PROVIDED INFORMATION:
# # # # # # #

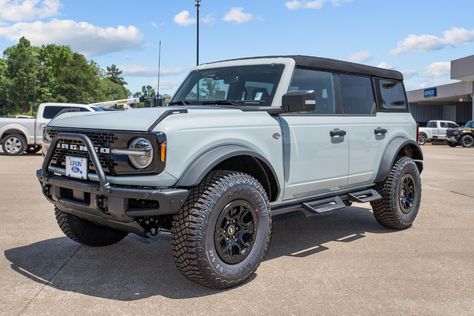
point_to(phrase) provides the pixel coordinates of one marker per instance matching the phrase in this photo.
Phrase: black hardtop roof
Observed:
(334, 65)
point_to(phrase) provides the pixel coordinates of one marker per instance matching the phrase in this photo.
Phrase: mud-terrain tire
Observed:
(87, 233)
(14, 144)
(401, 195)
(467, 141)
(422, 139)
(33, 149)
(206, 247)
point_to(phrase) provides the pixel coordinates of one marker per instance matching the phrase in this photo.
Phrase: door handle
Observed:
(337, 132)
(380, 131)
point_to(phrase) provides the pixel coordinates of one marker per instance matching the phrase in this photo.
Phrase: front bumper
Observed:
(103, 203)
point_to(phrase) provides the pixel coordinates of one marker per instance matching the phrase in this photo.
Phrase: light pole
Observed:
(198, 5)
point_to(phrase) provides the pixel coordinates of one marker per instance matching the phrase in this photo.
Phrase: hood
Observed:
(131, 120)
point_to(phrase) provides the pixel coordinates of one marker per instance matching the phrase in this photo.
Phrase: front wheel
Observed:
(14, 144)
(401, 196)
(467, 141)
(222, 232)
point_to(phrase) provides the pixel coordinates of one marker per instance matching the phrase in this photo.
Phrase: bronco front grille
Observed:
(99, 139)
(104, 141)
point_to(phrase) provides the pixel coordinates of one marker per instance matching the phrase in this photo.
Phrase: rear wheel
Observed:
(222, 232)
(14, 144)
(87, 233)
(422, 139)
(33, 149)
(401, 195)
(467, 141)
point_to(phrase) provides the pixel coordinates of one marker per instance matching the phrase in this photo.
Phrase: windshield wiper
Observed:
(179, 102)
(221, 102)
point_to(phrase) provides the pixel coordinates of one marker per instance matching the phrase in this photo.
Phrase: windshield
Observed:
(238, 85)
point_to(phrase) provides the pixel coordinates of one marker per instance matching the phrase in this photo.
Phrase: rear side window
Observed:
(392, 94)
(51, 111)
(357, 95)
(319, 81)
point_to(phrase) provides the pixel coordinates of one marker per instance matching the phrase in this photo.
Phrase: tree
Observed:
(147, 94)
(114, 74)
(4, 83)
(109, 90)
(22, 66)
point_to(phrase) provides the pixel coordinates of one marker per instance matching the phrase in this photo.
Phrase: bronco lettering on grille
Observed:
(102, 150)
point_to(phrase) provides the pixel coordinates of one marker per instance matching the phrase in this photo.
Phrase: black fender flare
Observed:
(199, 168)
(391, 153)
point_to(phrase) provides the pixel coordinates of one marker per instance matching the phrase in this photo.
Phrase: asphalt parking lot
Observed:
(340, 263)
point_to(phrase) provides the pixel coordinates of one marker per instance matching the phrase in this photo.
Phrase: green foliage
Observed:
(147, 93)
(31, 75)
(114, 74)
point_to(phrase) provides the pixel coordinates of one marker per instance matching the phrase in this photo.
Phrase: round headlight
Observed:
(143, 153)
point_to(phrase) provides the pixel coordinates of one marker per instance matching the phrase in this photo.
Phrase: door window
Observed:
(357, 95)
(392, 94)
(51, 111)
(323, 85)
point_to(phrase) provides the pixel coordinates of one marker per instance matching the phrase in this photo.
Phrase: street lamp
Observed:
(197, 3)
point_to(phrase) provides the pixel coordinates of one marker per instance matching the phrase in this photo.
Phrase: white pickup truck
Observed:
(21, 134)
(435, 130)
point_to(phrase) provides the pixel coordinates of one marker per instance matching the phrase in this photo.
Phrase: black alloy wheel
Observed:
(407, 193)
(235, 231)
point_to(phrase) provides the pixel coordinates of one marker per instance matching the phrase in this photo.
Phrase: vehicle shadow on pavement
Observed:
(135, 269)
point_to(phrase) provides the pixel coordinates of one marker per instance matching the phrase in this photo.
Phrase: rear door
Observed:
(365, 146)
(380, 113)
(315, 145)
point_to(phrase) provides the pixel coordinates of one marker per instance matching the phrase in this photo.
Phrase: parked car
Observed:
(242, 141)
(435, 131)
(24, 133)
(463, 136)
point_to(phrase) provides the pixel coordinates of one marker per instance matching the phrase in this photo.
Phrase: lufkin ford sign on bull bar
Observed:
(430, 92)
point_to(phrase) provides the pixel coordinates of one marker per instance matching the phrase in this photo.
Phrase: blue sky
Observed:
(418, 38)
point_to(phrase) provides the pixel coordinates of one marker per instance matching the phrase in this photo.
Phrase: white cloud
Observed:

# # # # # # #

Every word of the data should be reproduced exactly; please omit any pictures.

point_to(phrase) provides the pixel coordinates of one marker per instance matching the phrase in this photo.
Phrase: black hardtop roof
Observed:
(334, 65)
point_to(phrase) provides the pixel coordinates of one marker per instance matching the phrase in this photo.
Phrase: mud-terrain tire
Observed:
(87, 233)
(14, 144)
(401, 195)
(467, 141)
(422, 139)
(33, 149)
(206, 247)
point_to(phrase) provides the pixel coordinates of one marker per instance matching the phrase in this photo.
Phrase: door handle
Observed:
(337, 132)
(380, 131)
point_to(phrase) provides the pixel coordinates of one marker per instance matching the phrase in this photo.
Phrase: front bumper
Observed:
(103, 203)
point_to(phrase) provides the pixel coordinates of one marker per instance matching the phrase in this photo.
Phrase: light pole
Observed:
(198, 5)
point_to(phrase) provides the pixel coordinates of one marker per instance matching the phrase in this photo.
Phrase: hood
Observed:
(131, 120)
point_to(phrase) provides the pixel coordinates of one marker per instance matching the phrase in this photo.
Phrase: front wheel
Observed:
(14, 144)
(401, 196)
(467, 141)
(222, 232)
point_to(phrase) provides the pixel coordinates of one marker per instance matching the phrase in this photo.
Phrase: bronco front grille
Observed:
(99, 139)
(104, 141)
point_to(phrase) provides the pixel coordinates of one marker per instance matching the phrase in this photo.
Phrase: rear wheel
Observed:
(222, 232)
(14, 144)
(87, 233)
(422, 139)
(33, 149)
(401, 195)
(467, 141)
point_to(phrase) provides the pixel coordinates of one marker per instance matching the phrase in this photo.
Phrase: windshield wiper
Observed:
(179, 102)
(221, 102)
point_to(phrase) provides the pixel coordinates of one marker per instance matching the phrase in this photo.
Phrase: windshield
Observed:
(238, 85)
point_to(phrase) provides the pixel coordinates of one marker per instance matching the phrase in this photo.
Phrase: rear side window
Observed:
(392, 94)
(51, 111)
(357, 95)
(319, 81)
point_to(phrase) provides the pixel coordinates of one marker per instance matching the phrase in this photo.
Phrase: tree
Observed:
(147, 94)
(114, 74)
(4, 83)
(109, 90)
(22, 66)
point_to(phrase) provides the pixel coordinates of one marker per instance matching the phrase in this photo.
Phrase: bronco lettering on grille
Observed:
(102, 150)
point_to(phrase) provides the pixel coordinates of one marker per instance matching the phrase in this photo.
Phrase: black fender flare
Observed:
(199, 168)
(391, 153)
point_to(phrase) provides the pixel coordinates of one marker per instance matching the phrase in this photo.
Phrase: asphalt parking lot
Observed:
(340, 263)
point_to(phrase) provides the pixel coordinates of one marker per instance matching the phrase in this photo.
Phrase: green foliage
Observed:
(147, 93)
(31, 75)
(114, 74)
point_to(phrase) provides the pixel coordinates of one marker per instance matching the phrase in this photo.
Phrase: round headlight
Observed:
(143, 153)
point_to(phrase) provides the pixel coordinates of one marker per instance matching the phrase in this photo.
Phrase: door window
Observed:
(357, 95)
(392, 94)
(51, 111)
(323, 85)
point_to(phrase) provides the pixel coordinates of one marker per instance matching the phrase in this photo.
Phrase: street lamp
Observed:
(197, 3)
point_to(phrase) provides the pixel coordinates of one marker per instance matching the phrase in this photo.
Phrase: white pickup truck
Observed:
(21, 134)
(435, 130)
point_to(phrase) provides the pixel coordinates of one marker per instance matching the phrase in this photo.
Phrase: black alloy wheel
Observed:
(407, 193)
(235, 231)
point_to(phrase) provides the pixel coordinates of one marker per instance matching the phrase in this photo.
Phrase: vehicle shadow on pavement
Observed:
(135, 269)
point_to(phrase) provides the pixel coordinates of one marker per instance matching the phrase in this photo.
Phrase: rear door
Observed:
(365, 146)
(380, 113)
(315, 145)
point_to(phrase) provides the pixel coordinates of one marker per instance matching the phrase in this photo.
Phrase: parked car
Observed:
(242, 141)
(435, 131)
(24, 133)
(463, 136)
point_to(phrase) provides the pixel coordinates of one marker per instance matching the phrase in this photo.
Phrase: lufkin ford sign on bull bar
Observed:
(430, 92)
point_to(phrase) provides the pixel coordinates of one marker per instance matching the phrase in this photo.
Phrase: blue sky
Observed:
(418, 38)
point_to(phrase) provides the pixel coordinates of one marker per instance matching the phrase in this photo.
Phrase: white cloud
Observed:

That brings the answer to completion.